§ EXCERTO FORNECIDO
Já depois das primeiras projeções, conhecidas pelas 20h00 (menos uma hora em Portugal), o líder da França Insubmissa, Jean-Luc Mélenchon, reconheceu o bom resultado, que considera traduzir-se numa “oportunidade extraordinária” para o “destino comum da pátria”. “A Nupes conseguiu ultrapassar, de maneira magnífica, o seu primeiro teste: levar a cabo uma campanha em conjunto, lado a lado, e convencer. Nas democracias, é aí que tudo se decide: é preciso convencer. Conseguimos convencer muito”, realçou.
“A Nupes estará presente em mais de 500 círculos eleitorais na segunda volta”, vincou, apelando ao eleitorado para se mobilizar, de forma a conseguir providenciar “um futuro de harmonia entre seres humanos, livres das dominações sociais, culturais e de género”.
Além disso, Jean-Luc Mélenchon declarou que a coligação de Emmanuel Macron foi “derrotada” e “desfeita”. “Pela primeira vez na Quinta República, um Presidente recentemente eleito não consegue ter uma maioria absoluta na eleição legislativa que lhe sucede”, atirou.
Apelando especialmente ao voto jovem, uma sondagem pelo instituto IPSOS realizada antes das eleições revela que são os mais novos quem vota na Nupes. 42% dos jovens entre os 18 e os 24 anos vão votar na coligação de esquerda contra 15% dos maiores de 70 anos que manifestam este sentido de voto.

§ INSTRUÇÕES DE TRABALHO
A: Indique todos os tipos de dominação de que, segundo Mélenchon no excerto sobre as eleições legislativas francesas, os seres humanos deveriam ficar livres.
B: Segundo a sondagem do IPSOS citada no excerto sobre as eleições legislativas francesas, que percentagem dos jovens entre os 18 e os 24 anos vai votar na coligação de esquerda?
C: Prossiga, por favor, o excerto sobre as eleições legislativas francesas a partir da última frase apresentada.

§ MATERIAL FORNECIDO
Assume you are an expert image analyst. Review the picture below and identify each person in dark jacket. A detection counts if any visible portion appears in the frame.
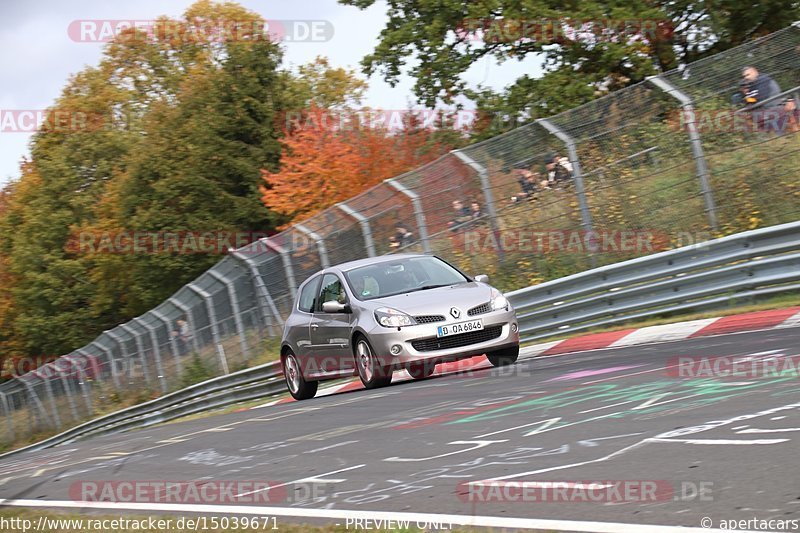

§ RESULTADOS POR ORDEM
A: Sociais, culturais e de género.

B: 42%.

C:
Os Republicanos
Enquanto antigo partido central na cena política francesa, o facto de poder eleger entre 50 a 80 deputados parece um resultado modesto, ainda para mais quando comparado com os 100 deputados que os Republicanos alcançaram em 2017. No entanto, numa fase descendente do partido e após um mau resultado nas presidenciais (não foi além dos 4,78% na primeira volta), o partido conseguirá eleger entre 50 a 80 parlamentares.
Christian Jacob, líder do partido dos Os Republicanos, saudou o bom resultado, que assume ter sido melhor do que o esperado. “Estamos em posição de ter um papel determinante em alguns círculos eleitorais”, constatou.
Perante as projeções de que Emmanuel Macron não conseguirá uma maioria, os Republicanos também têm motivos para sorrir — ideologicamente são os mais próximos da coligação do Presidente francês, o que dá azo para se falar num possível acordo pós-eleitoral. Ciente desta realidade, Christian Jacob já admitiu, antes das legislativas, que está disposto a negociar e que não quer bloquear o futuro político de França.
União Nacional
A boa trajetória do partido de Marine Le Pen parece continuar. A líder da extrema-direita chegou a mostrar algum esmorecimento perante esta primeira volta, alegando mesmo, há umas semanas, que a “lógica institucional” favorecia o partido do Presidente da República.
No entanto, e numa campanha em que não se notou tanto o empenho da máquina partidária, Marine Le Pen conseguiu outro bom resultado. Quando olhamos para as últimas legislativas e fazemos contas, concluímos que a líder da União Nacional conseguirá passar de oito deputados para pelo menos 25, sendo que no melhor cenário poderá chegar aos 45 deputados na assembleia. Também os votos aumentaram: o partido passou de 2,9 milhões para mais de 4,2 milhões de votos.
“Fantástico resultado”, afirmou Marine Le Pen, que também passou à segunda volta com um bom resultado no círculo eleitoral onde concorria (45%). Ainda assim, a líder da União Nacional aproveitou para criticar o método eleitoral, que diz ser “antidemocrático” e “escabroso”.
Além disso, perante o mau resultado de Éric Zemmour, Marine Le Pen continua a ser a principal cara da extrema-direita no panorama político francês.
Quem precisa de correr mais
Ensemble!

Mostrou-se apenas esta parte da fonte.